> _ПРИМЕНЯЕМ ПРОЧИТАННОЕ_:
[A] Перечислите всех женщин, которые названы по имени в воспоминаниях о Переделкине и московских писателях. Приведите имена в той форме, в какой они даны в тексте.
[B] Напишите следующий абзац воспоминаний о Переделкине и московских писателях, начав сразу после их последней фразы.

> _ТЕКСТ_:
- - - - - - -
Часто появлялся у нас Борис Пильняк. В то лето Борис с Кирой уже жили в Переделкине, в своей новой большой даче. У них родился сын, названный Борисом. В Переделкине в этот год был разгар строительства. Писатели, которым посчастливилось получить дачи в этом поселке, с большим интересом и увлечением занимались благоустройством своих домов, делясь опытом с друзьями. Вера Инбер ходила по Переделкину в пестрой пижаме в поисках рабочих, которые могли бы сделать скандинавский камин в ее столовой. Кто-то предлагал переименовать Переделкино в "Перестройкино”, намекая на необходимость "перестроиться”, к чему неустанно призывала писателей критика.
В.Г. Лидин и Л.М. Леонов поселились рядом. В каждый наш приезд в Москву мы неизменно посещали и Лидина, и Леонова и провели немало приятных и интересных часов у них. Мария Александровна и Татьяна Михайловна были очень милые и гостеприимные хозяйки. Много лет спустя, после всех катастроф и войны, мы с Музой, дочерью Раскольникова, и моим вторым мужем, профессором Страсбургского университета, приехали в Москву. Милые Владимир Германович и Мария Александровна Лидины с их дочерью Аленушкой тепло и задушевно приняли нас. Владимир Германович потом писал мне и присылал свои новые книги. Л.М. Леонов принял нас, когда нас привела к ним на дачу Тамара Владимировна Иванова. В один из приездов в Москву мы с Федей познакомились, кажется, именно у Леонова, с известным знатоком русской литературы, по происхождению русским князем, Святополком-Мирским. Он только что приехал в Москву, вывезенный из Англии Сокольниковым. В тогдашних московских условиях он производил впечатление заброшенности и какой-то неприкаянности. Чувствовалось, что он был не в своей тарелке. Его статей не печатали, и он, вероятно, жил "на хлебах" у некоторых писателей. Так, Анна Абрамовна Берзин, жена Бруно Ясенского, немилосердно подшучивая над его княжеским титулом и дефектами зубов, поддерживала его и помогала.
- - - - - - -
> _ИЗВЛЕЧЁННЫЕ ЗАПИСИ_:

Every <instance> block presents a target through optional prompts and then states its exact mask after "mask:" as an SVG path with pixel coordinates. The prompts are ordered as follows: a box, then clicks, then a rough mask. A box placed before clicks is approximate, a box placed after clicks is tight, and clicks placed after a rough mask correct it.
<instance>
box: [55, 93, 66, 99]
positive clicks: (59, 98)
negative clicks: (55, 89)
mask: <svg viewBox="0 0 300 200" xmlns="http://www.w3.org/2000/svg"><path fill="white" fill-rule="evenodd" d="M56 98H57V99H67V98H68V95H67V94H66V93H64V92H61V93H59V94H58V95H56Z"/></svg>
- - - - - - -
> _ОТВЕТЫ К ЗАДАНИЯМ_:
[A]
- Кира
- Вера Инбер
- Мария Александровна
- Татьяна Михайловна
- Муза
- Аленушка
- Тамара Владимировна Иванова
- Анна Абрамовна Берзин

[B]
Федя пригласил его пообедать с нами. Он принял приглашение. Большой знаток эмигрантской литературы, он, видимо, опасался говорить о ней и, кроме нескольких не очень лестных отзывов об эмигрантских писателях, ничего не сказал. Он ходил по Москве, всюду натыкаясь на острые углы советского быта.
— Зря Сокольников вывез его из Англии, пропадет он здесь, — сказал мне Федя.
Но вернемся к лету 1936 года. С Пильняком мы зашли на дачу к Всеволоду Вячеславовичу Иванову, с которым Раскольникова связывала большая дружба. У него мы застали Арагона и Эльзу Триоле. Тамара Владимировна, жена В.В. Иванова, одна из самых красивых по-славянски женщин, которых я когда-либо встречала, очень приветливо, как всегда, встретила нас. Выпив пиалу неизменного зеленого чаю, мы ушли. Ничто не предвещало, что эта встреча Раскольникова и В.В. Иванова будет последней.